Breve esercizio: Prosegui il racconto sulla maratona di Roma a partire dalla sua ultima frase.
== Testo fornito ==
Per raggiungere la zona di partenza, c'è da scarpinare e non poco. Un pre-riscaldamento leggero, lo si potrebbe definire. La splendida Via di San Gregorio è il portale di accesso al Colosseo, attorno al quale sono stati parcheggiati i camion messi a disposizione dall'organizzazione per contenere le borse con gli effetti personali dei maratoneti. Di fronte al Colosseo sono stati parcheggiati anche i bagni mobili, scelta che ha fatto molto scalpore tra i turisti e sui social network: ma ci si rende conto che stiamo parlando di un evento che dura un giorno, uno? Prima di entrare nell'area riservata ai maratoneti, dalle quali famiglie si devono ora separare, mi incontro con il mio compagno di squadra Maurilio, il quale sarà di non indifferente aiuto. Infatti, nella fretta di lasciare l'albergo mi sono completamente dimenticato di portare con me la vaselina che spalmo sui capezzoli prima di ogni corsa superiore ai 25 chilometri, onde evitare il loro insopportabile sanguinamento. Mi faccio prestare un po' di crema e anche questo pericolo è scampato. Ora si può entrare nel mondo della maratona di Roma.

Davanti a San Pietro, sotto la pioggia battente

Cerco il camion al quale è destinato il mio zaino. Consegnare i propri effetti personali è un momento topico della domenica di corsa, perché da quel momento si è da soli contro la maratona. Dentro quello zaino c'è una piccola parte di te. Soprattutto, dopo la consegna non ho più conforto alcuno da amici, familiari, moglie. Solo un corpo al vento per oltre tre ore.
===
== Dati registrati ==
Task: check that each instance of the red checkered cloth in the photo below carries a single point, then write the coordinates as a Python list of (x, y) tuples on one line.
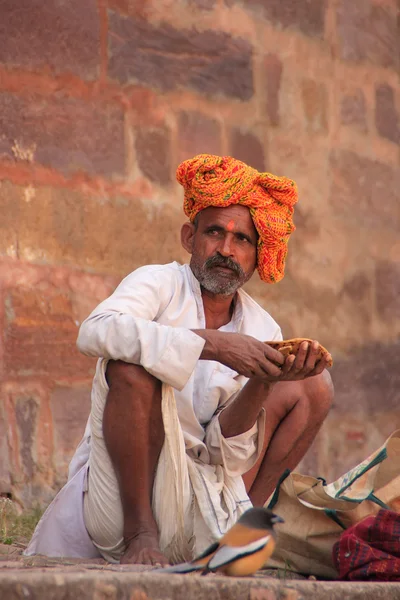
[(370, 550)]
===
Risposta all'esercizio:
Guardo il cielo color cobalto e cerco di rimanere fiducioso: concretamente, rinuncio a indossare il visore che utilizzo normalmente negli allenamenti sotto la pioggia. I camion sono stipati attorno al Colosseo. Sono tantissimi, serve tempo per superarli e immettersi in Via dei Fori Imperiali, dove si trova la zona di partenza. Non entro subito nella gabbia a me destinata (la più veloce, professionisti esclusi!). Eseguo un quarto d'ora di riscaldamento vero e proprio, seguito da stretching, tra altri atleti pronti a dare il massimo sui sampietrini di Roma. Di certo, non una sessione lunga, perché l'innata paura di fare tardi alle gabbie alla fine prende il sopravvento.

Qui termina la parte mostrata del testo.